Soorty is expanding its partnership with Swiss traceability technology company Haelixa.
The mill announced it is integrating Haelixa’s DNA markers to Second Life, Soorty’s recycled cotton initiative designed to increase resource efficiency and reduce the environmental footprint of the denim supply chain.
The invisible, non-toxic liquid-based tracers are sprayed directly to post-consumer textile waste before mechanical shredding. These markers withstand spinning, dyeing and garment manufacturing, enabling verification at every stage of production.
The partnership also gives Soorty’s brand partners the option to use a “Marked & Traced by Haelixa” label on garments made with Second Life fiber, including a scannable QR code that links to a dedicated landing page. Soorty says this enables brands to tell the product’s sourcing story in detail, while giving end consumers direct access to verified data about fiber origin, processing stages, and supply chain transparency.
“Our partnership with Soorty shows how physical traceability builds confidence in circular claims and meets the rising demand for credible, transparent sourcing,” said Dr. Gediminas Mikutis, Haelixa co-founder and CTO.
Providing supply chain visibility and brand accountability have been long-time priorities for the Denim Deal members. In 2022, the mill began working with Haelixa to test the integration of the DNA marker technology within its recycled cotton workflow. It was limited in scope, applied strategically based on specific customer demands, but successful in proving that the markers could reliably survive the full manufacturing process and provide verified traceability.
Since then, Soorty has expanded the use of Haelixa’s DNA tracers beyond that initial trial.

DATASET EXTRACT >>
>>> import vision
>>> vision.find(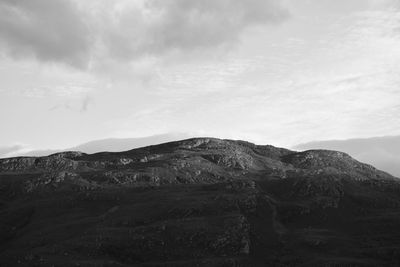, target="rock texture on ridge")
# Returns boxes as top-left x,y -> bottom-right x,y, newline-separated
0,138 -> 400,266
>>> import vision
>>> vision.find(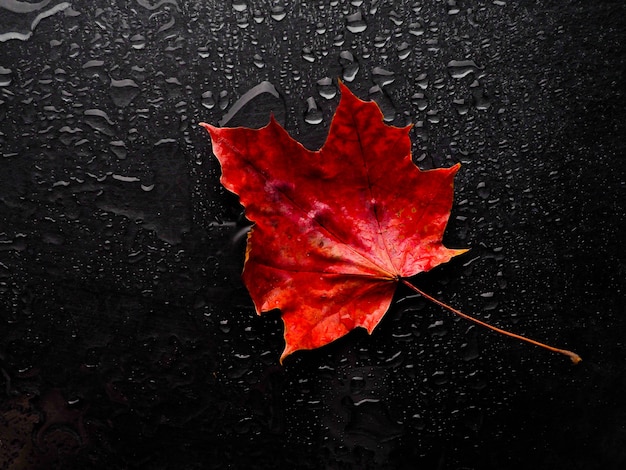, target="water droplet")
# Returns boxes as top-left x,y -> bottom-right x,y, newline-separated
409,23 -> 424,36
252,9 -> 265,24
452,99 -> 469,116
130,34 -> 146,50
396,41 -> 411,60
369,85 -> 396,122
202,91 -> 215,109
233,0 -> 248,11
219,81 -> 285,127
302,47 -> 315,62
0,65 -> 13,86
389,10 -> 404,26
346,10 -> 367,34
317,77 -> 337,100
109,140 -> 128,160
270,5 -> 287,21
372,67 -> 395,88
252,54 -> 265,69
339,51 -> 359,82
411,93 -> 428,111
83,109 -> 115,137
304,96 -> 323,125
472,89 -> 491,111
109,78 -> 140,108
448,60 -> 482,78
218,90 -> 230,111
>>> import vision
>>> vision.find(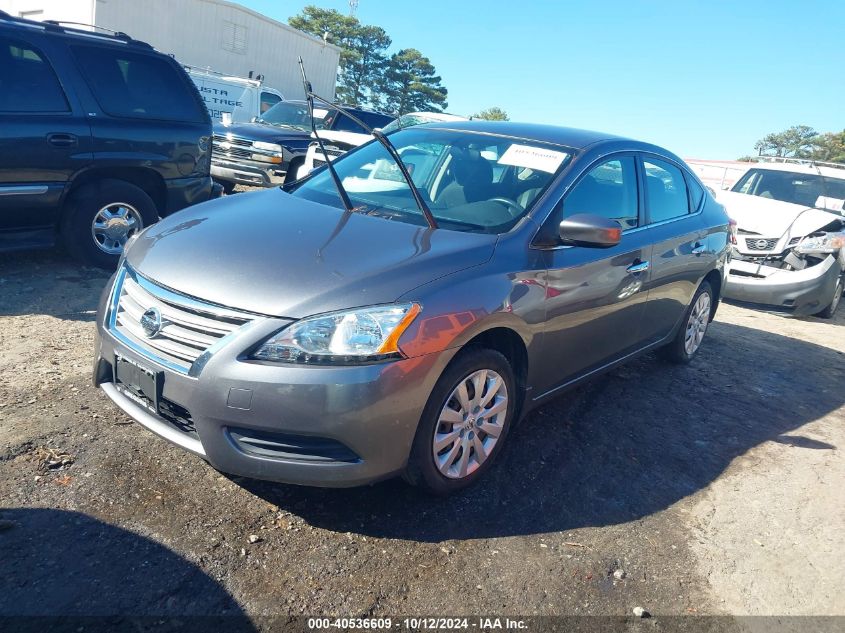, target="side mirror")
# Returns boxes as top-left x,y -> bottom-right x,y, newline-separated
558,213 -> 622,248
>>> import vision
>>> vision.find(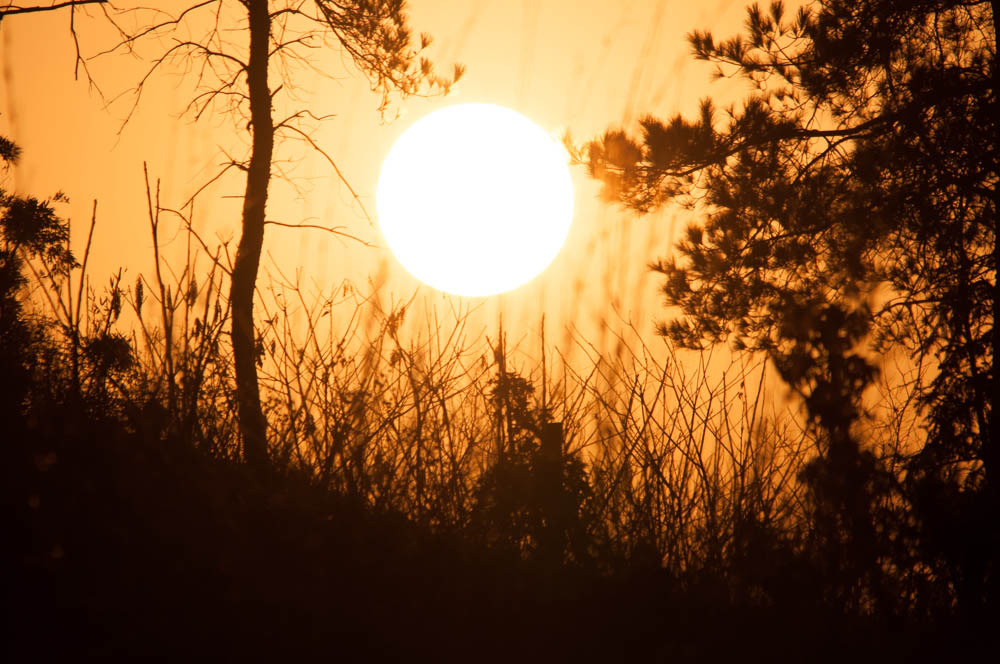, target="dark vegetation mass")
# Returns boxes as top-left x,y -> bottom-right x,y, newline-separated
0,0 -> 1000,662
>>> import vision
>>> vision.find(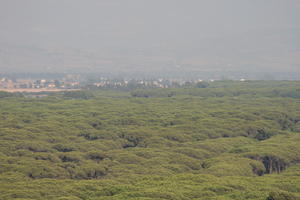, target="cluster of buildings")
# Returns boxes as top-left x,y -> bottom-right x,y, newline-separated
92,78 -> 214,89
0,75 -> 245,89
0,77 -> 80,89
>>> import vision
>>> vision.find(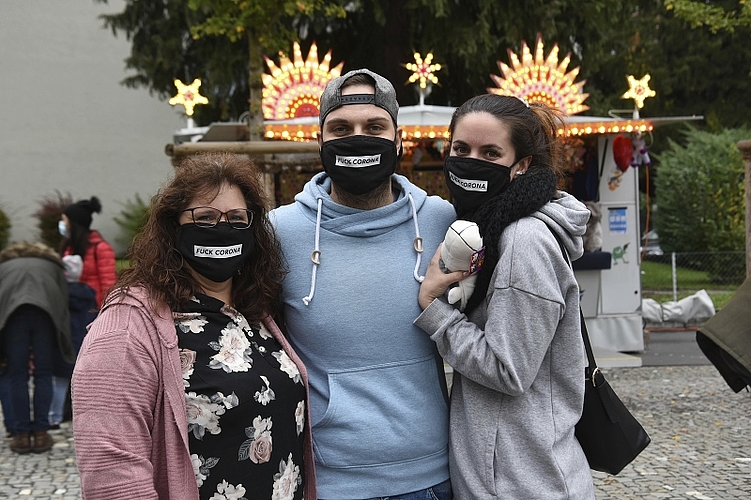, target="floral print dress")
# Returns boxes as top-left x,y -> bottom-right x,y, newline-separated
173,294 -> 305,500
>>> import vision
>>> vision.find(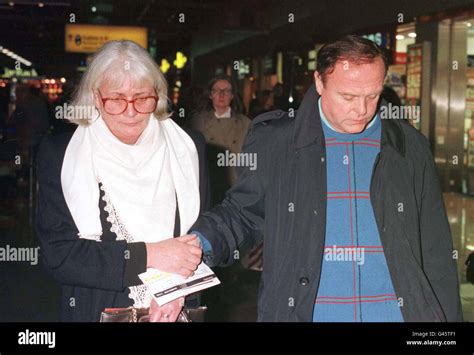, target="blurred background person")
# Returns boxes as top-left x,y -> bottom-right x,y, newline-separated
249,90 -> 275,119
191,75 -> 251,193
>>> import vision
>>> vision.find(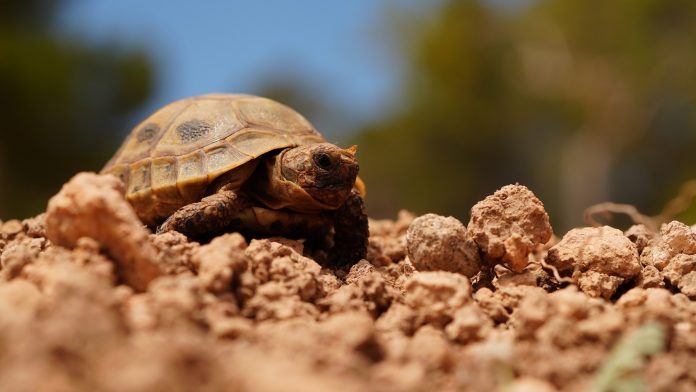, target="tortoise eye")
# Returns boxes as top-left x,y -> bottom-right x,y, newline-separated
314,152 -> 333,170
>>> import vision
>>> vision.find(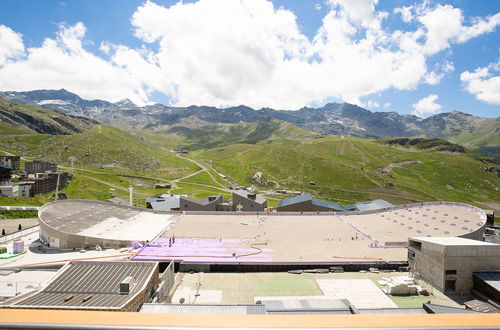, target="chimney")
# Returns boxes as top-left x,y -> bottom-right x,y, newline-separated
120,276 -> 134,294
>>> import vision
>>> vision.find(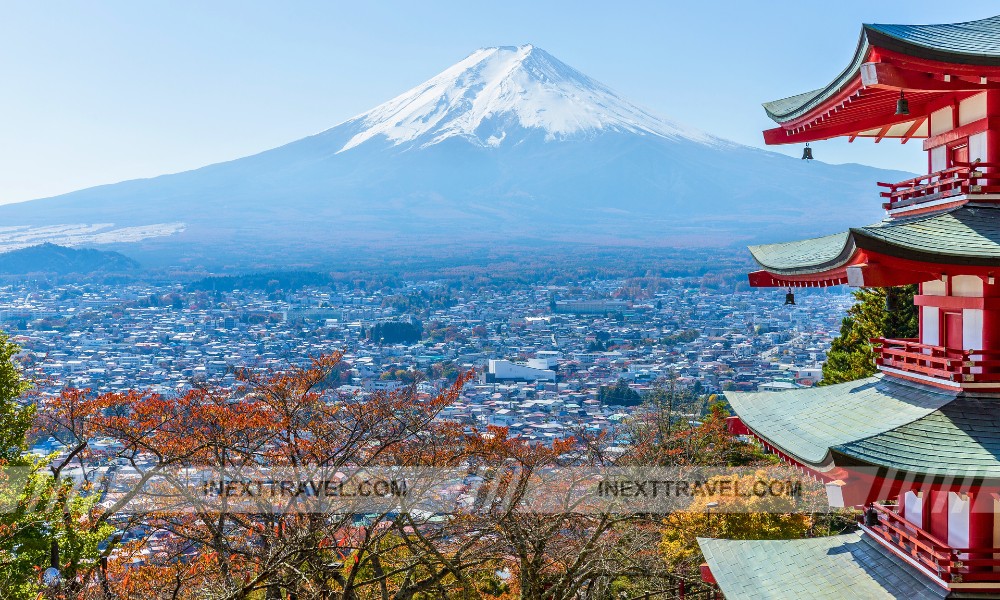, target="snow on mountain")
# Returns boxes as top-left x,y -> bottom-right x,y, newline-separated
0,45 -> 910,265
340,44 -> 721,152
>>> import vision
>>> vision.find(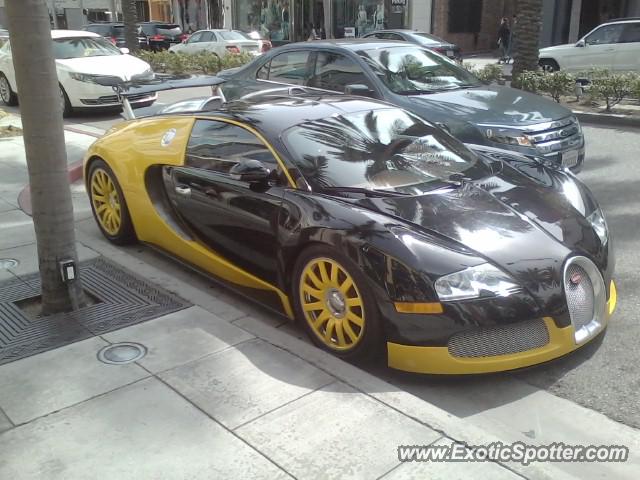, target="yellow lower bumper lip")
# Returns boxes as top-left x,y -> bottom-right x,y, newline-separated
387,281 -> 617,375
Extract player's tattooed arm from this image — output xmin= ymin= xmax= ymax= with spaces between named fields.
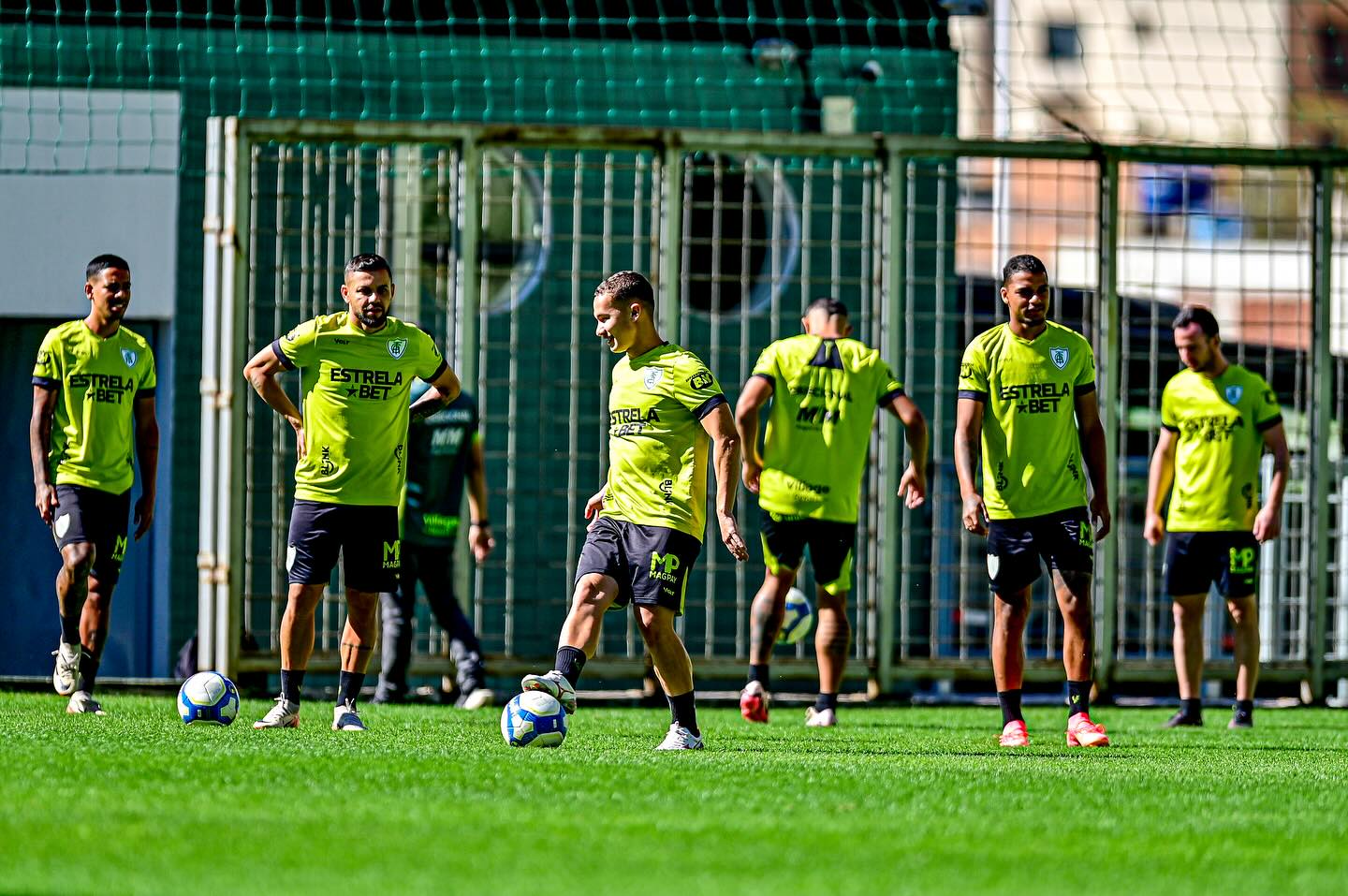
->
xmin=244 ymin=345 xmax=306 ymax=457
xmin=955 ymin=398 xmax=989 ymax=535
xmin=28 ymin=386 xmax=61 ymax=525
xmin=735 ymin=376 xmax=772 ymax=494
xmin=1253 ymin=423 xmax=1287 ymax=543
xmin=1142 ymin=427 xmax=1179 ymax=547
xmin=702 ymin=404 xmax=750 ymax=561
xmin=1076 ymin=389 xmax=1112 ymax=539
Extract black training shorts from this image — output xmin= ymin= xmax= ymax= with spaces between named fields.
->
xmin=1165 ymin=532 xmax=1259 ymax=597
xmin=576 ymin=516 xmax=702 ymax=616
xmin=286 ymin=498 xmax=402 ymax=592
xmin=989 ymin=507 xmax=1094 ymax=595
xmin=51 ymin=485 xmax=131 ymax=585
xmin=760 ymin=510 xmax=856 ymax=595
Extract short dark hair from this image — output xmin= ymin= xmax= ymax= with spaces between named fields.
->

WHAT THIS EXERCISE ASKS >>
1) In the article on Soorty's partnership with Haelixa, why do the DNA markers allow verification at every stage of production? Respond in one to three sentences.
2) Resume the article on Soorty's partnership with Haelixa, picking up after its final sentence.

ANSWERS FOR THE TASKS >>
1) The markers withstand spinning, dyeing and garment manufacturing. Because they survive each of these steps, they make verification possible at every stage of production.

2)
“Our long-standing partnership with Haelixa continues to advance Soorty’s commitment to circular fashion,” said Eda Dikmen, senior marketing and communications manager at Soorty. “By enabling reliable authentication and traceability throughout the lifecycle of the product—from our mills to the final garment, which could be traced at any time—we’re solidifying our claims while also empowering our brand partners to meet their targets with proof. This shared transparency fosters deeper trust and genuinely equips end customers to make informed decisions.”
As one of Pakistan’s largest vertically integrated denim manufacturers, this partnership with Haelixa presents a significant opportunity to drive meaningful impact in the field of traceable denim.
Soorty launched Second Life in 2022. The textile-to-textile recycling operation is supported by Soorty’s large-scale vertical set-up, expertise in spinning short regenerative fibers and access to Pakistan’s vast feedstock of post-consumer and post-industrial waste.
Dikmen said Second Life is establishing new benchmarks for closed-loop production, and the scale of its impact is both substantial and growing. In addition to being used for Soorty fabrics, Second Life recycled cotton is available to other mills and spinners. In 2023, the mill diverted 10.8 million kg of used garments from landfills, producing 5.4 million kg of post-consumer waste fiber with a recovery rate of almost 48-50 percent from garments.